The problem: Transcribe the lines exactly, beginning with the one that contains "Question. Locate the green leaf tip" and ending with the final line of the records. Do not transcribe pictures.

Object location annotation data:
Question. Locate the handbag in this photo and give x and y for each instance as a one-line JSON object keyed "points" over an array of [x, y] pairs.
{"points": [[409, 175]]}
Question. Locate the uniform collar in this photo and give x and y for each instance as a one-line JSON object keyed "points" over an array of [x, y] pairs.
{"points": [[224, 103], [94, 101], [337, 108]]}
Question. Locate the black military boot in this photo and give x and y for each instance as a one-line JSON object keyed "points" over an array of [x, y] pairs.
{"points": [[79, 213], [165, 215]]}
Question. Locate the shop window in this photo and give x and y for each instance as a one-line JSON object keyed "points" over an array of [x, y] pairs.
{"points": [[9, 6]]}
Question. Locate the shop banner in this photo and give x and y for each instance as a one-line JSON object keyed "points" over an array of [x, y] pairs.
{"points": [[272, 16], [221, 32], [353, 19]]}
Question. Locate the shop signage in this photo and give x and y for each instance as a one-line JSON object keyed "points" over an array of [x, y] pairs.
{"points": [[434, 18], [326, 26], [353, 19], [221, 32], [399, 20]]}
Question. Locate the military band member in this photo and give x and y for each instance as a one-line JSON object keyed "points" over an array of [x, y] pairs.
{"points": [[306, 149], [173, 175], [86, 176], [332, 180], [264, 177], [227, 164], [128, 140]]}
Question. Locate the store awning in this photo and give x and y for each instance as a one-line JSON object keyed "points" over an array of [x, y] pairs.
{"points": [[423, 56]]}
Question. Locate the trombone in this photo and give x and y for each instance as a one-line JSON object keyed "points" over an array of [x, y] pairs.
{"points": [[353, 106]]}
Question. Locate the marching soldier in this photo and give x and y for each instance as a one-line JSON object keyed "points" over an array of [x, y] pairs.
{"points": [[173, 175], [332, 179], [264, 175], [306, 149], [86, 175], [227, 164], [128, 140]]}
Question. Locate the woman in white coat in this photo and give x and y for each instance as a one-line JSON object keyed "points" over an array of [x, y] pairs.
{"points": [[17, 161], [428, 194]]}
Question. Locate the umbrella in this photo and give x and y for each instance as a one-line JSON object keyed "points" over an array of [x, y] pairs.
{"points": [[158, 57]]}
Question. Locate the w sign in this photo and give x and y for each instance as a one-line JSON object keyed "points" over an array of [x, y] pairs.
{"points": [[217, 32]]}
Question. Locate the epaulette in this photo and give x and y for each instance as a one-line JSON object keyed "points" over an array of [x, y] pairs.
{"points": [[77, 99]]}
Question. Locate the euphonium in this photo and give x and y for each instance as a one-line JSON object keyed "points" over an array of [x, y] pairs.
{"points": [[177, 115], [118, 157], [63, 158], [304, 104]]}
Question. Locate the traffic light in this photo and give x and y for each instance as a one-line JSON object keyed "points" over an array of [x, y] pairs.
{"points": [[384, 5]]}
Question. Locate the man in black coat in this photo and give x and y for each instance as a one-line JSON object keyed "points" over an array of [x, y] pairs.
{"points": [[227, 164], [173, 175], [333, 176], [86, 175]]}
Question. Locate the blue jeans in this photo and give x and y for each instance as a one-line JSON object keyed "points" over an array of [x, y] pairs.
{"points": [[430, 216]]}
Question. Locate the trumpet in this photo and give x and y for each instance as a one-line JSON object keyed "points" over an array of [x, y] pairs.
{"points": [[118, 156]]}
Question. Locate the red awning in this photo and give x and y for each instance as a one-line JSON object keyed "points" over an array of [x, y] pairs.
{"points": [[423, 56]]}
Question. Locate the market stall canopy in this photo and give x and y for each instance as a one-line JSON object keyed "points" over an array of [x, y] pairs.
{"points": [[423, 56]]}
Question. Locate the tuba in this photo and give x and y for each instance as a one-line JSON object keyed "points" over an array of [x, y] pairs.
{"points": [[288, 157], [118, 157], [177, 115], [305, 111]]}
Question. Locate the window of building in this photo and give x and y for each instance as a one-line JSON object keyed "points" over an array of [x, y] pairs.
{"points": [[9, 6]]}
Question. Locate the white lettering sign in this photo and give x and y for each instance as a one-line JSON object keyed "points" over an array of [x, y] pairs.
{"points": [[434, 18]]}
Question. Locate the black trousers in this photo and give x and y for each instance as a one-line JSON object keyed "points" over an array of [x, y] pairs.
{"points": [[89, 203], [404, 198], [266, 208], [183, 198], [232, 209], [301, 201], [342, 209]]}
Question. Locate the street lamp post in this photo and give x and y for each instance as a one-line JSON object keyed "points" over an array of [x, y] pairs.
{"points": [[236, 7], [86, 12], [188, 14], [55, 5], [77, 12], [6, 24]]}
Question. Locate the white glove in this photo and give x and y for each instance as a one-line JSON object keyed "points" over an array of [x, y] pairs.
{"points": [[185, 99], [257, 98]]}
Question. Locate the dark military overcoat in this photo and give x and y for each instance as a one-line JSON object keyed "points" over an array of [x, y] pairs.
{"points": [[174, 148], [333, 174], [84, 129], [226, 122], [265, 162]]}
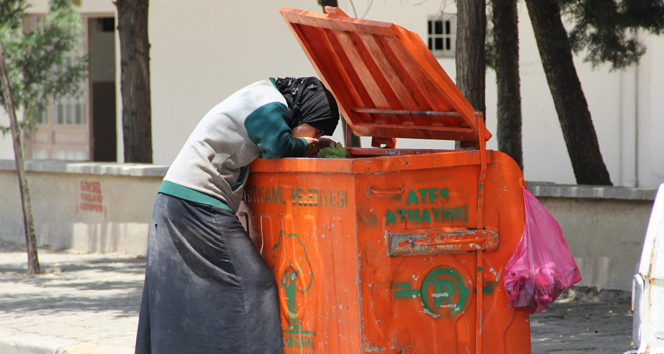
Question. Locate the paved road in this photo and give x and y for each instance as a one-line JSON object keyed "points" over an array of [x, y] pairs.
{"points": [[88, 303]]}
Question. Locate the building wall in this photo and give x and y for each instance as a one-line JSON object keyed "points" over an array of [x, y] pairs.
{"points": [[204, 52]]}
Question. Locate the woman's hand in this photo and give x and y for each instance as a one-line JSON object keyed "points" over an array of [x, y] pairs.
{"points": [[312, 147]]}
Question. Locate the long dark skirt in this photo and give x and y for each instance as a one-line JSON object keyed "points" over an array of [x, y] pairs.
{"points": [[207, 289]]}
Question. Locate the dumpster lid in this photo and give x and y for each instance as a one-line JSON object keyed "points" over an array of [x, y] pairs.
{"points": [[385, 79]]}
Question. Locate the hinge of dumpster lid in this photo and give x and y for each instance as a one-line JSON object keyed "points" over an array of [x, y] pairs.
{"points": [[452, 240]]}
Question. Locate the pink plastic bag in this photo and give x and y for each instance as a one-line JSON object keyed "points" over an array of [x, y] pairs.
{"points": [[542, 266]]}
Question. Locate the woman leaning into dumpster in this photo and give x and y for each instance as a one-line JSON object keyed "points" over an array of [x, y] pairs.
{"points": [[207, 289]]}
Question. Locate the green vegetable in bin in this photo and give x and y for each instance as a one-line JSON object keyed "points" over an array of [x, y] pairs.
{"points": [[334, 151]]}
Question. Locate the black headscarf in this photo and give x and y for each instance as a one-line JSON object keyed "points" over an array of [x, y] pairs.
{"points": [[309, 102]]}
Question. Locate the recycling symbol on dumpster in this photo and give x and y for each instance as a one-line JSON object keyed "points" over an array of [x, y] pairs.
{"points": [[443, 292], [296, 280]]}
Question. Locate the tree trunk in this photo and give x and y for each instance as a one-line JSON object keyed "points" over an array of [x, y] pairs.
{"points": [[470, 66], [135, 80], [568, 96], [506, 35], [28, 224]]}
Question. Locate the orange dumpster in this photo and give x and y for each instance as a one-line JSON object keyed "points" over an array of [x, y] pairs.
{"points": [[390, 250]]}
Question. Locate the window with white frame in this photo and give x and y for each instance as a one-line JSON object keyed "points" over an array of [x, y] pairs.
{"points": [[441, 35]]}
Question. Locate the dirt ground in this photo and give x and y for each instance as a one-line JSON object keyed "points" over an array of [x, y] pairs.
{"points": [[584, 321]]}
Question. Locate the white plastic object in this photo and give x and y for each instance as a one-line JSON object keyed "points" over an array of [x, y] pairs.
{"points": [[648, 285]]}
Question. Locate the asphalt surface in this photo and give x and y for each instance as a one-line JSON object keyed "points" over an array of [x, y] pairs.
{"points": [[88, 303]]}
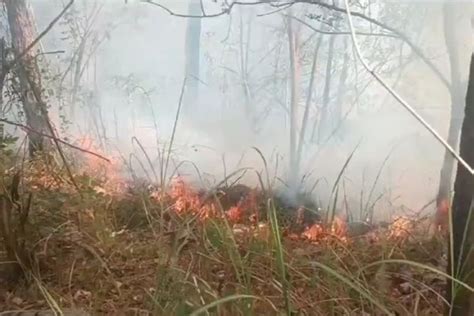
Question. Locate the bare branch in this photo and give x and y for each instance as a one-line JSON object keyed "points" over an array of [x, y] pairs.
{"points": [[213, 15], [279, 4], [40, 36]]}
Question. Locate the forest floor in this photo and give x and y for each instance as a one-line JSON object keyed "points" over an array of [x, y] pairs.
{"points": [[134, 249]]}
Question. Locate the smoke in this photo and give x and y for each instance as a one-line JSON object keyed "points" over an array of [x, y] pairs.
{"points": [[134, 77]]}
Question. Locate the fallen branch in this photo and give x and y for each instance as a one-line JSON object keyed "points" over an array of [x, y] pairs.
{"points": [[29, 129]]}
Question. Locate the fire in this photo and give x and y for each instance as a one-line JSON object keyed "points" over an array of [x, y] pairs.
{"points": [[400, 228]]}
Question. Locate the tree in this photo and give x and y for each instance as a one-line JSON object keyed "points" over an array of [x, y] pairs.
{"points": [[461, 261], [23, 33], [193, 44], [456, 93]]}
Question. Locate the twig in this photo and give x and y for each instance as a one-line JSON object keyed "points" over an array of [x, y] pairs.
{"points": [[29, 129], [405, 104], [203, 16], [402, 36]]}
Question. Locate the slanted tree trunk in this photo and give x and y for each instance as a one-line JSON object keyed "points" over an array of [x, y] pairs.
{"points": [[23, 33], [446, 174], [192, 51], [461, 264]]}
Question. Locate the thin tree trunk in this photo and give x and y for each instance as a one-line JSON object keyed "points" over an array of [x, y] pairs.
{"points": [[309, 96], [446, 173], [461, 263], [193, 54], [323, 122], [23, 32]]}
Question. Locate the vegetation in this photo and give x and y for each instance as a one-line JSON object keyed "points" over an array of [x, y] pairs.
{"points": [[88, 224]]}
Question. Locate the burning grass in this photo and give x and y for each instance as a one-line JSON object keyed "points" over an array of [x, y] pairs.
{"points": [[177, 250]]}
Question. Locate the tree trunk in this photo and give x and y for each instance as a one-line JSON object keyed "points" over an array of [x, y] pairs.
{"points": [[446, 174], [193, 54], [461, 263], [23, 33], [294, 82]]}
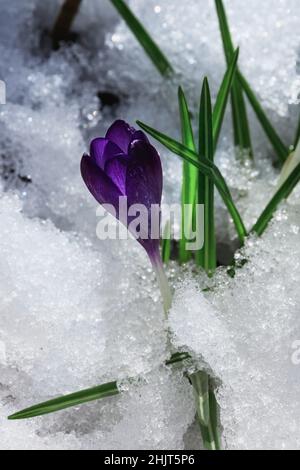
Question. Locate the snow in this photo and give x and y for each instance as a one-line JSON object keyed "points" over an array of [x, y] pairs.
{"points": [[75, 311]]}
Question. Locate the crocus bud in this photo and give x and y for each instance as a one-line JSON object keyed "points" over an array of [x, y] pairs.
{"points": [[125, 164]]}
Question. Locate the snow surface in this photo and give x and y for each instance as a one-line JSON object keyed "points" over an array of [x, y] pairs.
{"points": [[76, 312]]}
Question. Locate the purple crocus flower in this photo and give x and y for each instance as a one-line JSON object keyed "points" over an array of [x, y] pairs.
{"points": [[125, 164]]}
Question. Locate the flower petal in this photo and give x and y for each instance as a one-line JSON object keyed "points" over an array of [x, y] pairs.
{"points": [[99, 184], [121, 134], [144, 186], [115, 169], [103, 150], [144, 178]]}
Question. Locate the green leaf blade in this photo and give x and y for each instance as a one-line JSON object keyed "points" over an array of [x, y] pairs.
{"points": [[205, 166], [222, 98], [68, 401], [242, 137], [189, 181], [297, 138], [166, 244], [206, 151], [150, 47]]}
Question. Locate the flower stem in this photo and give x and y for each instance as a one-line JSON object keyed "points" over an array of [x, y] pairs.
{"points": [[64, 21]]}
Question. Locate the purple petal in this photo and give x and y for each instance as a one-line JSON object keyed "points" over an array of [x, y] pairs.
{"points": [[144, 186], [116, 169], [144, 179], [121, 134], [98, 183], [103, 150]]}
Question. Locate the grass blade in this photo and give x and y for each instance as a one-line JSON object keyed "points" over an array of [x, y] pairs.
{"points": [[144, 38], [166, 243], [214, 416], [241, 129], [205, 166], [67, 401], [200, 385], [297, 138], [280, 148], [206, 151], [222, 98], [189, 181], [178, 357], [283, 193]]}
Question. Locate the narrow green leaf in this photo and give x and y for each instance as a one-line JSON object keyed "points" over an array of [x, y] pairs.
{"points": [[67, 401], [222, 98], [281, 150], [297, 138], [214, 417], [144, 38], [208, 426], [166, 243], [189, 181], [283, 193], [200, 385], [241, 129], [62, 27], [207, 167], [206, 152], [178, 357]]}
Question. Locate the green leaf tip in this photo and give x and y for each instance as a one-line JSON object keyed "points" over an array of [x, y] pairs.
{"points": [[67, 401], [207, 167]]}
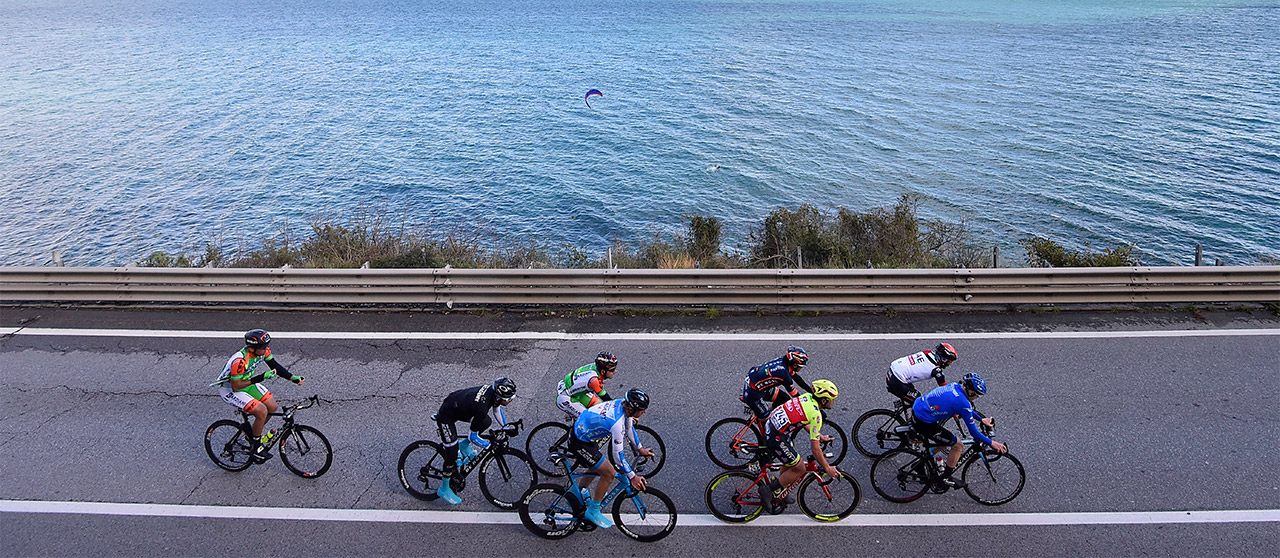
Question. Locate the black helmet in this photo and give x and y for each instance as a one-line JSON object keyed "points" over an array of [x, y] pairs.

The result:
Question. Locate the green leaf tip in this photo and give x and y for each instance as a one-line JSON object keyed "points" over an array of [x, y] pairs.
{"points": [[67, 401], [207, 167]]}
Question. Locate the black helmet in this photo and give x and y for each instance as a one-line JSON object keyed "points" over an array of [x, y] pairs.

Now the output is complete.